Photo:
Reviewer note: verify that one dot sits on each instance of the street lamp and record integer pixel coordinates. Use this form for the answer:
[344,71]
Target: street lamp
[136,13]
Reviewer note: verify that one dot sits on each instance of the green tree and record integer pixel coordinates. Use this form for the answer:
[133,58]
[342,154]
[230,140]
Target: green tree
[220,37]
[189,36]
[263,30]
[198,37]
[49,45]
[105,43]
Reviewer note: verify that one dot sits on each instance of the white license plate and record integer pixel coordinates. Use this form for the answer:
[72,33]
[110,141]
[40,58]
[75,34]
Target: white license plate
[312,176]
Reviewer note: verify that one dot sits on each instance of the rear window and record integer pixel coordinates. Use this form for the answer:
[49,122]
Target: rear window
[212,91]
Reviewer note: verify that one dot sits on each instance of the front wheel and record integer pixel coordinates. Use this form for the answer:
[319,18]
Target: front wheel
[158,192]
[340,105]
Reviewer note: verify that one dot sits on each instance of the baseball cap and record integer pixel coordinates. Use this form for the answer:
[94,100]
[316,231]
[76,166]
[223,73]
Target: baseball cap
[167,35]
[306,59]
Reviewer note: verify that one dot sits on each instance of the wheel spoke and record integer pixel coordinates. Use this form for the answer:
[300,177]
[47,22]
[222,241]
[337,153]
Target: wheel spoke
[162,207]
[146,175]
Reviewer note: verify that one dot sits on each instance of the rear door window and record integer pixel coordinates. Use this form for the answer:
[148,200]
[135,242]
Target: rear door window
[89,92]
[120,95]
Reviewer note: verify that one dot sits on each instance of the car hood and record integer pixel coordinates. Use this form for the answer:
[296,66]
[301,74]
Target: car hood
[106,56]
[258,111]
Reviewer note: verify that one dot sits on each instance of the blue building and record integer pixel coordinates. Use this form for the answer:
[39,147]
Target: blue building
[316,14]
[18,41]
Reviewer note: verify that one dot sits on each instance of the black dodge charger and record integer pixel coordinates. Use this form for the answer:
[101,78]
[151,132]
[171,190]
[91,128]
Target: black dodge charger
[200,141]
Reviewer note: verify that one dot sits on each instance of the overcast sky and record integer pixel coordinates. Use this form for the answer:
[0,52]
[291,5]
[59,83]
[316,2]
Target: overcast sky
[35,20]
- - - -
* Exercise description
Write out the material exactly as given.

* Expected answer
Photo:
Reviewer note: verify that one dot sits on each instance of the street lamp and record integer pixel coordinates. Use this form for the answer:
[344,71]
Target: street lamp
[136,13]
Reviewer note: verify that one dot sits on each instance of the green tree and record integer pixel coordinates. Use this form for the answer:
[133,58]
[342,154]
[230,140]
Target: green tree
[220,37]
[189,36]
[263,30]
[198,37]
[49,45]
[105,43]
Reviewer note: verify that one dot sits on each instance of the white license plate and record integer pixel coordinates. Use this form for the answer:
[72,33]
[110,141]
[40,58]
[75,34]
Target: white license plate
[312,176]
Reviewer note: verify that one dot sits on each instance of the rear window and record integer pixel coordinates. Use this form for the answer:
[49,122]
Target: rear window
[212,91]
Reviewer note: verify that one dot sits on each instance of the front wheel and record integer pixel coordinates. Use this form for the answer:
[319,18]
Target: front wheel
[158,192]
[340,105]
Reviewer note: verify that one dot sits on each instance of the baseball cap and record integer pixel coordinates. Use this form for the answer:
[94,100]
[316,231]
[76,166]
[223,73]
Target: baseball cap
[167,35]
[306,59]
Reviewer note: verify that one dot sits on each instance of the wheel spoke and record integer pixel coordinates. Use this form for the answer:
[300,177]
[47,22]
[222,241]
[337,153]
Target: wheel spoke
[162,207]
[146,175]
Reviewer note: verify that one dot sits on each instance of the rear door window and record integer pixel coordinates. Use this form for the answer:
[148,200]
[135,242]
Target: rear door window
[89,92]
[120,95]
Reviewer note: verify that one dot sits on each instance of the car hood and record integer pixel coordinates. Use this form for the answer:
[296,66]
[301,74]
Target: car hood
[106,56]
[258,111]
Reviewer note: verify that one dot sits on each instance of the blue building and record integer pixel coordinates. Use this form for the answer:
[39,147]
Target: blue building
[316,14]
[18,41]
Reviewer note: verify that one dot sits on each instance of the black dodge charger and record integer pixel coordinates. Use this form for the answer:
[101,78]
[151,132]
[171,190]
[91,128]
Target: black dodge charger
[200,141]
Reviewer note: verify that one dot sits on each instance of the overcast sky and record integer pixel coordinates. Use this form for the answer:
[0,52]
[291,5]
[59,83]
[316,2]
Target: overcast sky
[35,20]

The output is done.